Rewrite the listing below with "bounding_box" swapped for "box_coordinates" everywhere and nothing else changed. Omit the pictures from your version.

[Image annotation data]

** begin **

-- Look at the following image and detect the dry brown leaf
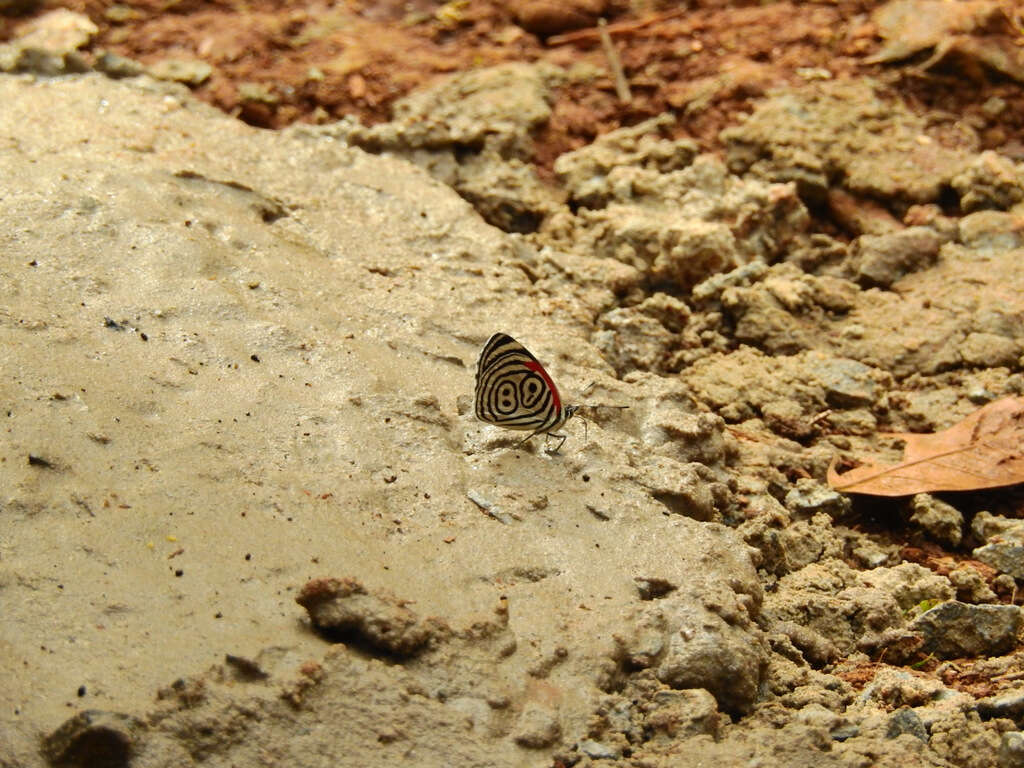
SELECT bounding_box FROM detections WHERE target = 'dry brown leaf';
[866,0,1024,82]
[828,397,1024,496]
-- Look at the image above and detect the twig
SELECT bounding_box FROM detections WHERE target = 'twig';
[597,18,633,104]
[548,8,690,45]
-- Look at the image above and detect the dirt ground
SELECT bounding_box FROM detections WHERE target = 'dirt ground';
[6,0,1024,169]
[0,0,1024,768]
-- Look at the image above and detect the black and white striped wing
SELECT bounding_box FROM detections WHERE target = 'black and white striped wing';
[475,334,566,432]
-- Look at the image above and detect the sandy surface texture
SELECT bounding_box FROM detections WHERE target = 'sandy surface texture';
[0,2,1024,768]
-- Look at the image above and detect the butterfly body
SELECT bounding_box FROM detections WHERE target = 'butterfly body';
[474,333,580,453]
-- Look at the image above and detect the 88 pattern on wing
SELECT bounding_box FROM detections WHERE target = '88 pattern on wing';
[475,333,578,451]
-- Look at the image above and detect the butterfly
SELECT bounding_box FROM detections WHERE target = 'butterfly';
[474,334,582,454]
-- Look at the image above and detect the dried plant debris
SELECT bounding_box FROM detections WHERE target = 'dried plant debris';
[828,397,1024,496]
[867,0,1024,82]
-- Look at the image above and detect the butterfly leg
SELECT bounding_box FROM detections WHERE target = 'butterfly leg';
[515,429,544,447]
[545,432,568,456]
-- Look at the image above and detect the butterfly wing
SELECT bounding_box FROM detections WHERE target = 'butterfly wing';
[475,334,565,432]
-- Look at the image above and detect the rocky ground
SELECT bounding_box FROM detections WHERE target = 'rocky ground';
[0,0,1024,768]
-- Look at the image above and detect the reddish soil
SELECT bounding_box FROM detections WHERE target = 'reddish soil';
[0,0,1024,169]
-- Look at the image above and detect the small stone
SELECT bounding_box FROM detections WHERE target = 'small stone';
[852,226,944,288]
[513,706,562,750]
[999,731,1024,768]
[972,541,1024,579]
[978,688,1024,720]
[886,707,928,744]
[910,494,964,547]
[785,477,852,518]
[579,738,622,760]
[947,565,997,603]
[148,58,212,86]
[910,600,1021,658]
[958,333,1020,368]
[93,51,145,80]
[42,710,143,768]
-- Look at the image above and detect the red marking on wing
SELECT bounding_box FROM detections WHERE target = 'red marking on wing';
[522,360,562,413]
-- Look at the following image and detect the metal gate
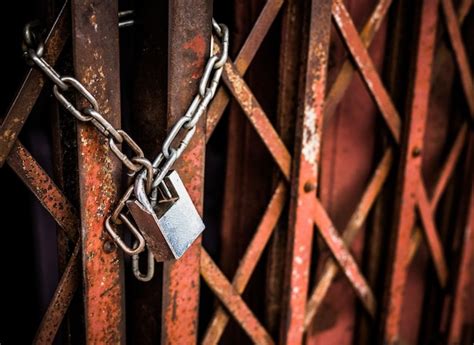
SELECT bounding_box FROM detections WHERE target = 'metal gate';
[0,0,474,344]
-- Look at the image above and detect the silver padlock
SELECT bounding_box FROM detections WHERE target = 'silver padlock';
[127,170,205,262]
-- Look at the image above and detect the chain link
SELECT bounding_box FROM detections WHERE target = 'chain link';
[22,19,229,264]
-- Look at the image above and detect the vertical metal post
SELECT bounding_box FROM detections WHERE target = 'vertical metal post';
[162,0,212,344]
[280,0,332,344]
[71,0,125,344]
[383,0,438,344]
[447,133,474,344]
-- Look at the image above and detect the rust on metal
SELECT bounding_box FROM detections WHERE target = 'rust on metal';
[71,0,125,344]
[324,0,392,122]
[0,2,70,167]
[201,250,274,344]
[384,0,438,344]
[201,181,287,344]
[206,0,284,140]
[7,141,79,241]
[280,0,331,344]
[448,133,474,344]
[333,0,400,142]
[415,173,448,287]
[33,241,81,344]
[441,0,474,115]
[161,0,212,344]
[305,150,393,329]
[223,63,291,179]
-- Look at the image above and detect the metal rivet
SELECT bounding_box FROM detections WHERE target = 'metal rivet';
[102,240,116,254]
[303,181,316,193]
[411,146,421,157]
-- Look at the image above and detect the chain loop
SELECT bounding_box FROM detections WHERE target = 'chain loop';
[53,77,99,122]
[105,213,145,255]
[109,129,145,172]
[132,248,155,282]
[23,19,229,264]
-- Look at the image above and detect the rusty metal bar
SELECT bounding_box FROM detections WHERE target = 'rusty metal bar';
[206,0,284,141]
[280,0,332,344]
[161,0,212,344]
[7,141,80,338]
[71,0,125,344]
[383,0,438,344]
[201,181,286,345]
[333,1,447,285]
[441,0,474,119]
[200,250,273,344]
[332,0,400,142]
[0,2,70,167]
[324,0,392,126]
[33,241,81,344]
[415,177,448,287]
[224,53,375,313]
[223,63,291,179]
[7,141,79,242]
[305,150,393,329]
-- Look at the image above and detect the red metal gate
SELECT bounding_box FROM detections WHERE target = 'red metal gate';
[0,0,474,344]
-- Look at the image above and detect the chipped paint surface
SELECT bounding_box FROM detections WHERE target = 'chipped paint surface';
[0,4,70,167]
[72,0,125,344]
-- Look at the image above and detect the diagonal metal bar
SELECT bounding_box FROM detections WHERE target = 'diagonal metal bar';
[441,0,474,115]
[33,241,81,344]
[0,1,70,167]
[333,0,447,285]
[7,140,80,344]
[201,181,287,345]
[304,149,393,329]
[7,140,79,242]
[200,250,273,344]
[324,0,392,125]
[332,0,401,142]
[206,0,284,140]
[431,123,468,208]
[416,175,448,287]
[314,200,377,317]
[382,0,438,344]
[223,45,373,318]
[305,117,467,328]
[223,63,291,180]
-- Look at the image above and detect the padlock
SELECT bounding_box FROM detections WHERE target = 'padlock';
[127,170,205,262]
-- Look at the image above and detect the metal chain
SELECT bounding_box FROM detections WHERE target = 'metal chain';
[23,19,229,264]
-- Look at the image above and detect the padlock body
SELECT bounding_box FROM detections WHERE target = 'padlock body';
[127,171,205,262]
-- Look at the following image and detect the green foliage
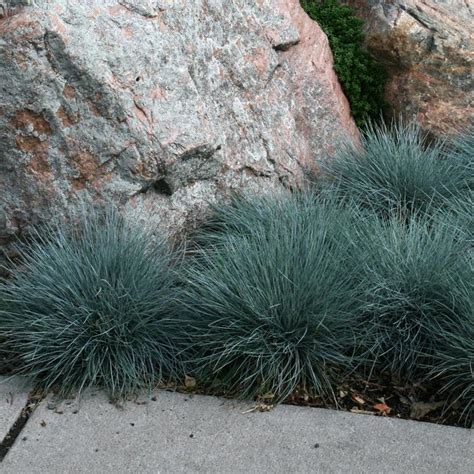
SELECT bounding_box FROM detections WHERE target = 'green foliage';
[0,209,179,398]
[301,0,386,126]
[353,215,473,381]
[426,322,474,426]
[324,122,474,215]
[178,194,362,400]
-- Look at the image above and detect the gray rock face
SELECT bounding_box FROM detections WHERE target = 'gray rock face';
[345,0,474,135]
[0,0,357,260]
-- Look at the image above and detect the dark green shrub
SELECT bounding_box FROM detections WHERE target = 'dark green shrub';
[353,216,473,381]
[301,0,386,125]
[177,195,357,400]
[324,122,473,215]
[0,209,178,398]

** end **

## RESULT OF THE TASK
-- Look at the following image and detect the dry brown leaf
SELECT box_coordinates FROM detections WHERE target = 'dry brown leaf';
[866,0,1024,82]
[828,397,1024,496]
-- Look at the image above and detect the twig
SELECT box_coordinates FROM detections WHERE target = 'twig';
[597,18,633,104]
[548,8,690,45]
-- Look at the image above and detect the dirt ground
SELECT box_coordinates FROM detections WHERE target = 'dirt ground';
[6,0,1024,169]
[0,0,1024,768]
-- Look at the image above and detect the black and white striped wing
SELECT box_coordinates FROM detections WHERE target = 'black and white striped wing';
[475,334,566,432]
-- Look at the image above and detect the sandy surface texture
SELECT box_coordinates FROM detections WHERE target = 'sandy surface texture';
[0,2,1024,768]
-- Look at the image above and detect the butterfly body
SELECT box_coordinates FROM detections WHERE target = 'butterfly body';
[474,333,580,453]
-- Look at the image above and detect the 88 pattern on wing
SELECT box_coordinates FROM detections WHERE target = '88 pattern on wing';
[475,333,578,451]
-- Look at the image above and detect the butterfly
SELECT box_coordinates FROM detections WHERE target = 'butterfly';
[474,334,582,454]
-- Look at the image above and detect the dried plant debris
SELECT box_coordinates FROM detections WHERE target = 'dried plant debris';
[828,397,1024,496]
[867,0,1024,82]
-- Look at the image above and detect the butterfly leg
SELECT box_coordinates FROM detections WHERE target = 'butterfly leg';
[515,429,544,447]
[545,432,568,456]
-- Look at the image above and detect the butterfly wing
SELECT box_coordinates FROM detections WHERE target = 'butterfly wing';
[475,334,565,432]
-- Look at the image above and detect the rocky ground
SELECT box_coordinates FROM detections WHERE target = 'rocky ground';
[0,0,1024,768]
-- Look at the image above and detect the reddish soil
SELECT box_coordinates FROM detections WHERE target = 'reddish soil';
[0,0,1024,169]
-- Look at the image above and detect the small stone
SELECT box_coordinates FROM detections WHERE target = 'small stone';
[852,226,944,288]
[513,706,562,750]
[999,731,1024,768]
[972,541,1024,579]
[978,688,1024,720]
[886,707,928,744]
[910,494,964,547]
[785,477,852,518]
[579,738,622,760]
[947,565,997,603]
[148,58,212,86]
[910,600,1021,658]
[958,333,1020,368]
[93,51,145,80]
[42,710,143,768]
-- Look at the image above and detect the red marking on wing
SELECT box_coordinates FROM detections WHERE target = 'red marking on wing';
[522,360,562,413]
-- Look at the following image and detect the metal gate
SELECT box_coordinates FROM detections WHERE target = 'metal gate';
[0,0,474,344]
-- Look at the image above and detect the silver padlock
SELECT box_coordinates FROM detections WHERE target = 'silver padlock';
[127,170,205,262]
-- Look at the image above and detect the chain link
SELECT box_coordinates FROM detections WHERE target = 'chain link';
[22,19,229,264]
-- Look at the image above and detect the vertical metal post
SELECT box_coordinates FROM detections WHERE target = 'vertical metal post';
[162,0,212,344]
[280,0,332,344]
[71,0,125,344]
[383,0,438,344]
[447,133,474,344]
-- Look at the image above and detect the rust on metal
SELECT box_coordinates FROM detections WHERE target = 'rust on metal';
[71,0,125,344]
[324,0,392,122]
[0,2,70,167]
[201,250,274,344]
[384,0,438,344]
[201,181,287,344]
[206,0,284,140]
[7,141,79,241]
[280,0,331,344]
[448,133,474,344]
[333,0,400,142]
[415,173,448,287]
[33,241,81,344]
[441,0,474,115]
[161,0,212,344]
[305,150,393,329]
[223,63,291,179]
-- Look at the image above and detect the metal rivet
SELECT box_coordinates FROM detections WHERE target = 'metal rivet';
[102,240,116,254]
[303,181,316,193]
[411,146,421,157]
-- Look at the image above and detect the chain loop
SELECT box_coordinates FROM detections WHERE target = 'chain loop';
[53,77,99,122]
[105,213,145,255]
[109,129,145,172]
[132,248,155,282]
[23,19,229,264]
-- Look at the image above and detect the rusty metal bar
SELECT box_coordinates FROM detections WHERE target = 'rusty metal bar';
[206,0,284,141]
[280,0,332,344]
[161,0,212,344]
[7,141,80,338]
[71,0,125,344]
[383,0,438,344]
[201,181,286,345]
[333,1,447,285]
[441,0,474,119]
[200,250,273,344]
[332,0,400,142]
[0,2,70,167]
[324,0,392,126]
[33,241,81,344]
[415,177,448,287]
[224,53,375,313]
[223,63,291,179]
[7,141,79,242]
[305,150,393,329]
-- Look at the image above and detect the red metal gate
SELECT box_coordinates FROM detections WHERE target = 'red metal gate';
[0,0,474,344]
-- Look at the image above and detect the chipped paint surface
SELECT box_coordinates FROM detections WHERE target = 'chipped paint surface';
[0,4,70,167]
[72,0,125,344]
-- Look at the image above and detect the diagonal metal bar
SELECT box_coordinates FROM detections WHERE target = 'diagonal metal bar';
[441,0,474,115]
[33,241,81,344]
[0,1,70,167]
[333,0,447,285]
[7,140,80,344]
[201,181,287,345]
[304,149,393,329]
[7,140,79,242]
[200,250,273,344]
[324,0,392,125]
[332,0,401,142]
[206,0,284,140]
[431,123,468,208]
[416,175,448,287]
[314,200,377,317]
[382,0,438,344]
[223,45,373,318]
[305,117,467,328]
[223,63,291,180]
-- Look at the image above and detect the padlock
SELECT box_coordinates FROM detections WHERE target = 'padlock';
[127,170,205,262]
-- Look at the image above and detect the metal chain
SELECT box_coordinates FROM detections WHERE target = 'metal chain';
[23,19,229,264]
-- Look at the image above and detect the padlock body
SELECT box_coordinates FROM detections WHERE target = 'padlock body';
[127,171,205,262]
-- Look at the following image and detect the green foliage
SELECT box_coordinates FROM detections WHERE target = 'green foliage';
[0,209,179,398]
[301,0,386,126]
[353,215,473,381]
[426,322,474,426]
[324,122,474,215]
[178,194,362,400]
-- Look at the image above and detect the gray rock face
SELECT box_coordinates FROM detections WHERE target = 'gray rock face';
[345,0,474,135]
[0,0,357,260]
-- Look at the image above and detect the dark green shrub
SELECT box_coordinates FROM detections WHERE target = 'dark green shrub';
[353,216,473,381]
[301,0,386,125]
[177,195,357,400]
[324,122,473,215]
[0,209,178,398]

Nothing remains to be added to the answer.